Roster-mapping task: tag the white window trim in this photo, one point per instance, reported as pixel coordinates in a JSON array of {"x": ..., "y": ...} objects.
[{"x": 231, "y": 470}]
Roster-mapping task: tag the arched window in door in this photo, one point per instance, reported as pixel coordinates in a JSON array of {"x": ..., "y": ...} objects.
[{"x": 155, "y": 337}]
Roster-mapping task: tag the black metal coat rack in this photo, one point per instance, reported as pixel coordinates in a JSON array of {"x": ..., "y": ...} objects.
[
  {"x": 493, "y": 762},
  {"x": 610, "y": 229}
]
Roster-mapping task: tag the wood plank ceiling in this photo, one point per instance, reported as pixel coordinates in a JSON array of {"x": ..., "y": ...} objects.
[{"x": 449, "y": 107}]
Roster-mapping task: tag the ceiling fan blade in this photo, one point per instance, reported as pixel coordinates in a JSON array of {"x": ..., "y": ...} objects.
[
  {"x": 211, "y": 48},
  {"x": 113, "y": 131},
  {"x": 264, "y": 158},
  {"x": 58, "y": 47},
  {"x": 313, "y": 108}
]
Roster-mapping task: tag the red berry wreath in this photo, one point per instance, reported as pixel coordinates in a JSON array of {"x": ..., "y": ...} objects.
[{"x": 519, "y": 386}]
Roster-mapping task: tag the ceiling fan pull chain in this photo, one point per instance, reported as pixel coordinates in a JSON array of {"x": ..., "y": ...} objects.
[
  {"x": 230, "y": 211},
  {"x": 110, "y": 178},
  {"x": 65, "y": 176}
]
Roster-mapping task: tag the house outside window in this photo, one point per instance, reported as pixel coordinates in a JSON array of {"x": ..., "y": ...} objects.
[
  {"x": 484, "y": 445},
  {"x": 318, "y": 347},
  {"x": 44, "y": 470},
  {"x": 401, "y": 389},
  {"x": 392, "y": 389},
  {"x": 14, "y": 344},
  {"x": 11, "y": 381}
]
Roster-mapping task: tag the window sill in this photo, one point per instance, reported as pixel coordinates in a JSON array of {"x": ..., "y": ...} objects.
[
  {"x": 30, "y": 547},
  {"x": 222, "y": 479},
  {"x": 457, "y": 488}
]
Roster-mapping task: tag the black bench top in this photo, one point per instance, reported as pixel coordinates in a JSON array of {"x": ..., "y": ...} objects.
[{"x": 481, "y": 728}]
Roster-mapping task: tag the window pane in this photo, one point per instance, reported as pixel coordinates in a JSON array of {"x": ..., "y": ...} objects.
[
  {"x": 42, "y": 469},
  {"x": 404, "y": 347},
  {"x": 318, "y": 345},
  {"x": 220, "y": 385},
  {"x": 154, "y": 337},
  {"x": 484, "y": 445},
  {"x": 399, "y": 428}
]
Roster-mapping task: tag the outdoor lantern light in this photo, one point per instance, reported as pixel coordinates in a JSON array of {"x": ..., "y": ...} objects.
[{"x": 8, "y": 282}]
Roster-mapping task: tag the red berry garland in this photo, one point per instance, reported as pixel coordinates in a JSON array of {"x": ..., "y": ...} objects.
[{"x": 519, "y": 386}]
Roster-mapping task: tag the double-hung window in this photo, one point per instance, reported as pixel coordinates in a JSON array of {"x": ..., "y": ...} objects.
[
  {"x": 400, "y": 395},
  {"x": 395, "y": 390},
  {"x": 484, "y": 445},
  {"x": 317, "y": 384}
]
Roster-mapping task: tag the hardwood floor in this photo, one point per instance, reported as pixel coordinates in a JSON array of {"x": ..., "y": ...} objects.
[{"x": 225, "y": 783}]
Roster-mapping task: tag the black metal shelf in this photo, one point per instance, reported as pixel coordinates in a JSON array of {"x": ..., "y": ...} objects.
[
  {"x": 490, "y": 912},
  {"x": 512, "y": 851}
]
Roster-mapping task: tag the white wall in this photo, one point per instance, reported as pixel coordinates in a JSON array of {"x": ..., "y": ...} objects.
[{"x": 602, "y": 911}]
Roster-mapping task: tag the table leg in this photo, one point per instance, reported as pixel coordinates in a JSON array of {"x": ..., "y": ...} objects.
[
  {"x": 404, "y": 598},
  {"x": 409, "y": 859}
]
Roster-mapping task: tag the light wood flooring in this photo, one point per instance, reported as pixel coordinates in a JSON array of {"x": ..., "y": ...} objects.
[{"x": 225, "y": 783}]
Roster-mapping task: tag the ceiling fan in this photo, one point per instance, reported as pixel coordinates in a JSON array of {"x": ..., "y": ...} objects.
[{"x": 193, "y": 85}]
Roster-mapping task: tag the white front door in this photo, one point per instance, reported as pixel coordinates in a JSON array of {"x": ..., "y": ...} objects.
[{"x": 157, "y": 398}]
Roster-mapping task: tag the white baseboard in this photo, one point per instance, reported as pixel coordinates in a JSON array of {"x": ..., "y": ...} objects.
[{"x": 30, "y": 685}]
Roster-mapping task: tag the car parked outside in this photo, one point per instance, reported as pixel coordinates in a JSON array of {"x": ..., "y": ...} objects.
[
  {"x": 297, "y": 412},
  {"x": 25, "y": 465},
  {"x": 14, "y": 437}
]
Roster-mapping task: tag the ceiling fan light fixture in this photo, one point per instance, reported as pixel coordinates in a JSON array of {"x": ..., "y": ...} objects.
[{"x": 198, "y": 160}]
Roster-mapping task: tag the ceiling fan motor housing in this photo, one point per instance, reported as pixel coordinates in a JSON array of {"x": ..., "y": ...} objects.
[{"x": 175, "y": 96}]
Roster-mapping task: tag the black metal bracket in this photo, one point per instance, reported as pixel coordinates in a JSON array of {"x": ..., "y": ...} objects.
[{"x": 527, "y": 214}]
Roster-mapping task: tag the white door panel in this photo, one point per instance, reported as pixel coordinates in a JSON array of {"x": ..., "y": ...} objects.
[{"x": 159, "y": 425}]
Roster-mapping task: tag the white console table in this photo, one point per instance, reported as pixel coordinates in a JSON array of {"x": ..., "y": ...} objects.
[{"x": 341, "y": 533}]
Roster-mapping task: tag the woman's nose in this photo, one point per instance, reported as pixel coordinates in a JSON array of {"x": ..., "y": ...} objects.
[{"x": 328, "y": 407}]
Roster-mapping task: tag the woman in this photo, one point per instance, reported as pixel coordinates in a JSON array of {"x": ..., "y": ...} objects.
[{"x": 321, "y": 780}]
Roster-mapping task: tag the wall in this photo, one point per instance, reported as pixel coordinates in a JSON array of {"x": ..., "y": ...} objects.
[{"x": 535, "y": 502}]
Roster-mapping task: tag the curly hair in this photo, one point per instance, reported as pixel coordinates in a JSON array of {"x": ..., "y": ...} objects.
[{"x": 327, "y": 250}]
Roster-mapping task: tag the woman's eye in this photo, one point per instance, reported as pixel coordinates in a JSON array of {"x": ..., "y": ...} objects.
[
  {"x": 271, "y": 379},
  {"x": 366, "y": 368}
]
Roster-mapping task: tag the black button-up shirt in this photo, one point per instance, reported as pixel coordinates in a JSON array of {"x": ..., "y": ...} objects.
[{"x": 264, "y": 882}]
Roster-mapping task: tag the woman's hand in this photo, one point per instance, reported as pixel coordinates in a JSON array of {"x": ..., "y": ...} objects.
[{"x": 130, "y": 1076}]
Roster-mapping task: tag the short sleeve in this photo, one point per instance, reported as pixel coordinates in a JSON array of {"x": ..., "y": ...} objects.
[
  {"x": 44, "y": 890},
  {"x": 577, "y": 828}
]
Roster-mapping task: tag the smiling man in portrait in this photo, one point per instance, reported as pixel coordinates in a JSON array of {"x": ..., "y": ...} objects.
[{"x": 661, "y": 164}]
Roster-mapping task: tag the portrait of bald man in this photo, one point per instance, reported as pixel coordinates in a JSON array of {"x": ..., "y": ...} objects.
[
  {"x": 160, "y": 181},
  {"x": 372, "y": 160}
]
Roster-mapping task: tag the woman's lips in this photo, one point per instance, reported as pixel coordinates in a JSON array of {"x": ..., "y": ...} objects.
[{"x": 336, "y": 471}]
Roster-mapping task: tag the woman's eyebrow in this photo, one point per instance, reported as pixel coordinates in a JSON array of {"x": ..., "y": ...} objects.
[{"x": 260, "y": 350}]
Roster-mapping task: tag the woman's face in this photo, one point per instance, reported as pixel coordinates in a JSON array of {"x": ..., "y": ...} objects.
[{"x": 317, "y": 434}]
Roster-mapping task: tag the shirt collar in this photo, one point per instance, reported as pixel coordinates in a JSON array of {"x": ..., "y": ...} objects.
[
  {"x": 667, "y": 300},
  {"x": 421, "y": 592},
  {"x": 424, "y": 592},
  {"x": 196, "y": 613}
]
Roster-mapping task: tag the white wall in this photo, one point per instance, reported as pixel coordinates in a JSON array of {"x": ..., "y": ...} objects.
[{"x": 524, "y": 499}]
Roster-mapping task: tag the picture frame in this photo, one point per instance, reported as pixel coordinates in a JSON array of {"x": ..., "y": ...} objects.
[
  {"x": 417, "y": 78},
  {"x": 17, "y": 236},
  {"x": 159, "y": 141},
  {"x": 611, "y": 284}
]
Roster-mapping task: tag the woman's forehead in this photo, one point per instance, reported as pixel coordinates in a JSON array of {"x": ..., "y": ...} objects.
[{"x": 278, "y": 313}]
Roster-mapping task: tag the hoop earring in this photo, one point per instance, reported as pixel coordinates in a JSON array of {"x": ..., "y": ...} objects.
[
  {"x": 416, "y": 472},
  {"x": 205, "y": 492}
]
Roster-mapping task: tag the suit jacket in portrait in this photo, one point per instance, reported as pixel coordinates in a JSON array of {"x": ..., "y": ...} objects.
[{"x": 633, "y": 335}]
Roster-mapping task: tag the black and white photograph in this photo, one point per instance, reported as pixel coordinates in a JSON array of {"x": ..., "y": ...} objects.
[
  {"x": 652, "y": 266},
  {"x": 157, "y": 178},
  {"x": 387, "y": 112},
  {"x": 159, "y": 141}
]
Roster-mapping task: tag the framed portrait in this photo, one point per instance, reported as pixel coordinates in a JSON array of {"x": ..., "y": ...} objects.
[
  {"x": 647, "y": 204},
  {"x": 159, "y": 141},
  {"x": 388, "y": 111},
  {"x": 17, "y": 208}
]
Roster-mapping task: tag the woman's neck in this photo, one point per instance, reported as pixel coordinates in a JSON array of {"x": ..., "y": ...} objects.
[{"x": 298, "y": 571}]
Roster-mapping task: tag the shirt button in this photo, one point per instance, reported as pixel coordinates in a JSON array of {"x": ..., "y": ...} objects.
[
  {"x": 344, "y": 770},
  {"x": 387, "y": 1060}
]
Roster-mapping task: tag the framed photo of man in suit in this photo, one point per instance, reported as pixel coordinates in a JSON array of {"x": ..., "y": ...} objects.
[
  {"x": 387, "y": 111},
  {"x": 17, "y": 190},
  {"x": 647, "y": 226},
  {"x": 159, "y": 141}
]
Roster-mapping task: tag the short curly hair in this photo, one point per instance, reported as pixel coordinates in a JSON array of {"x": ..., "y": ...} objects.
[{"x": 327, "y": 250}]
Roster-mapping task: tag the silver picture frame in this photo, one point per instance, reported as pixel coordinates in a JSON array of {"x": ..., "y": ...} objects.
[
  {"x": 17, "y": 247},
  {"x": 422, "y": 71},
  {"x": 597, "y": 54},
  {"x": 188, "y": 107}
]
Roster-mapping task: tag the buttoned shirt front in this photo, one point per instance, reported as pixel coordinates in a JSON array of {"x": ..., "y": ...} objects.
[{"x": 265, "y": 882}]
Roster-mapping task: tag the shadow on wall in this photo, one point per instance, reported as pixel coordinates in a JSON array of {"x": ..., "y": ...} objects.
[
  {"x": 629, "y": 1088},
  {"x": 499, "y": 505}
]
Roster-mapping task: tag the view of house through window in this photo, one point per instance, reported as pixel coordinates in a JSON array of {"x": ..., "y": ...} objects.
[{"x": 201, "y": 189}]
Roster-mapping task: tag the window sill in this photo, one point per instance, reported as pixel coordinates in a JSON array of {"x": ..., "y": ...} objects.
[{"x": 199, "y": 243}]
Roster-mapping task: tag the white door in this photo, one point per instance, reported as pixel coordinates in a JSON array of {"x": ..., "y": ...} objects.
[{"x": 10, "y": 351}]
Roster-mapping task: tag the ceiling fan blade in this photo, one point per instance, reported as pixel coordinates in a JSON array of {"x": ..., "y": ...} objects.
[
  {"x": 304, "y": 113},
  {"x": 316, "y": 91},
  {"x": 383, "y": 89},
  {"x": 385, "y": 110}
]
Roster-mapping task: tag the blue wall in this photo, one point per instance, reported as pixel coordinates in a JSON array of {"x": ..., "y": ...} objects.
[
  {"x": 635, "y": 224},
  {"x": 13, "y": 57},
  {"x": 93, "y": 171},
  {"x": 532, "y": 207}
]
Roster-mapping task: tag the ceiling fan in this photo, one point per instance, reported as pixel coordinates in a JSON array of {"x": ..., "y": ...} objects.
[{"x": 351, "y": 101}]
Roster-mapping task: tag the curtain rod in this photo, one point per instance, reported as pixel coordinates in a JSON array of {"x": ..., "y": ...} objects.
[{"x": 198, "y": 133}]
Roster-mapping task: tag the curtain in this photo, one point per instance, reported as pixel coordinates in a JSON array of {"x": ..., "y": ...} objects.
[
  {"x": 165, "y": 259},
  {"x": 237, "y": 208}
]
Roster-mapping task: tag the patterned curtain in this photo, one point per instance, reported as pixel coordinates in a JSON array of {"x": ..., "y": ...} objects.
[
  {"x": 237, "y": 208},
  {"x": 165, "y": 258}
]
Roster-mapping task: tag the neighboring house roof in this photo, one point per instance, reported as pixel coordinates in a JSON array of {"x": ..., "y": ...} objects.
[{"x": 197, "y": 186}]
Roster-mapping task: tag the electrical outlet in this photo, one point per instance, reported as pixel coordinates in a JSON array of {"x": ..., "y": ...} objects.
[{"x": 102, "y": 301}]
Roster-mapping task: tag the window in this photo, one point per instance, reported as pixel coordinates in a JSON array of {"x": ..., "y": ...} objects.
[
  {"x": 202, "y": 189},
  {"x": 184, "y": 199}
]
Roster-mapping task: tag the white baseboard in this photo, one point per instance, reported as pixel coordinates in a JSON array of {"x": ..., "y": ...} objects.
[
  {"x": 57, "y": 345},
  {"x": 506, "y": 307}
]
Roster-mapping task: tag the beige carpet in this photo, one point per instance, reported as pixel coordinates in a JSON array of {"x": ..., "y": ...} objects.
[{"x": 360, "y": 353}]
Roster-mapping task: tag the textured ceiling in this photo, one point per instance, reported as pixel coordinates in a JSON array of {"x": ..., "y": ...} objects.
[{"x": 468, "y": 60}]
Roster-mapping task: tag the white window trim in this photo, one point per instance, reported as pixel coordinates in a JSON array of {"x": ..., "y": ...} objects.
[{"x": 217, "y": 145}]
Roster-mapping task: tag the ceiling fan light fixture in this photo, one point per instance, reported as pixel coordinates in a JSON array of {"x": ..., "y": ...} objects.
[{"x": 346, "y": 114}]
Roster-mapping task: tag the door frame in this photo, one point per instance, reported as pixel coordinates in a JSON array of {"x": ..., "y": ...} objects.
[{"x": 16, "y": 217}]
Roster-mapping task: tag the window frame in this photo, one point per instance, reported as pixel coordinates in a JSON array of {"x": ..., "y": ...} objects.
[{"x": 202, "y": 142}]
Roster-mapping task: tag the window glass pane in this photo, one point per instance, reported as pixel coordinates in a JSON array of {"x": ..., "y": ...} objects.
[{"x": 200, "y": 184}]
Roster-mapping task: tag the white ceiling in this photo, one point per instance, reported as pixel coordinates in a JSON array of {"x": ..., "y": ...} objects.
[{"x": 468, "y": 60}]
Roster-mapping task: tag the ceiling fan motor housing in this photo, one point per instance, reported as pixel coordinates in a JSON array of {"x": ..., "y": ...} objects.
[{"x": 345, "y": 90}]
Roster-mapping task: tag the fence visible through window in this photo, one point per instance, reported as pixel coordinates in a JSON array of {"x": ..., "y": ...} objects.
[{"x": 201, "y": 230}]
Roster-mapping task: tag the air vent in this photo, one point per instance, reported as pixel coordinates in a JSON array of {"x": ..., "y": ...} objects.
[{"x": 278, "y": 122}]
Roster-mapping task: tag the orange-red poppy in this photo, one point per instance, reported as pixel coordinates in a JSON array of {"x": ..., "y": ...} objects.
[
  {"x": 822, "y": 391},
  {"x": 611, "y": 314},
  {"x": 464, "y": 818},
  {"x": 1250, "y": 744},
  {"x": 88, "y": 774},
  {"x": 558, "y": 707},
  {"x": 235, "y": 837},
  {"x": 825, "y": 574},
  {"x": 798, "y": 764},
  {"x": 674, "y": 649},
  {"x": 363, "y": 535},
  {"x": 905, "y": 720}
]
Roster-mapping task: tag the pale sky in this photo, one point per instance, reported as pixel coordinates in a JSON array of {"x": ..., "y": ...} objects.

◆ What to work on: Set down, unchanged, the line that contains "Roster-mapping task: tag the window glass" together with every later line in the records, through the last one.

◆ Correct result:
Roster-mapping task: tag the window glass pane in this photo, one point per instance, reported as pixel coordinates in a JSON array of {"x": ..., "y": ...} objects.
[{"x": 200, "y": 184}]
Roster-mapping task: tag the white ceiling in this photo, one point per instance, reported as pixel coordinates in a JSON array of {"x": ..., "y": ...} objects.
[{"x": 468, "y": 60}]
Roster-mapping task: tag the ceiling fan motor housing in this photo, one point per instance, reported as pixel coordinates in a JSON array of {"x": ..., "y": ...} objects.
[{"x": 345, "y": 90}]
Roster-mapping task: tag the fence visible through window in this photo, one point per instance, reported as pixel coordinates in a JSON array of {"x": ..., "y": ...} objects.
[{"x": 201, "y": 230}]
Roster-mapping task: tag the air vent in this photo, one point per instance, reported as pixel coordinates in a JSON array of {"x": ..., "y": ...} objects.
[{"x": 278, "y": 122}]
Roster-mapping task: tag the orange-red poppy in this photo, one point per instance, reported as pixel coordinates in a JSON array of {"x": ..., "y": ...} objects.
[
  {"x": 822, "y": 391},
  {"x": 611, "y": 314},
  {"x": 464, "y": 818},
  {"x": 1250, "y": 744},
  {"x": 88, "y": 774},
  {"x": 558, "y": 707},
  {"x": 235, "y": 837},
  {"x": 825, "y": 574},
  {"x": 798, "y": 764},
  {"x": 674, "y": 649},
  {"x": 363, "y": 535},
  {"x": 905, "y": 720}
]
Roster-mapping task: tag the pale sky in this photo, one point per instance, reported as pixel coordinates in a JSON array of {"x": ..., "y": ...} objects.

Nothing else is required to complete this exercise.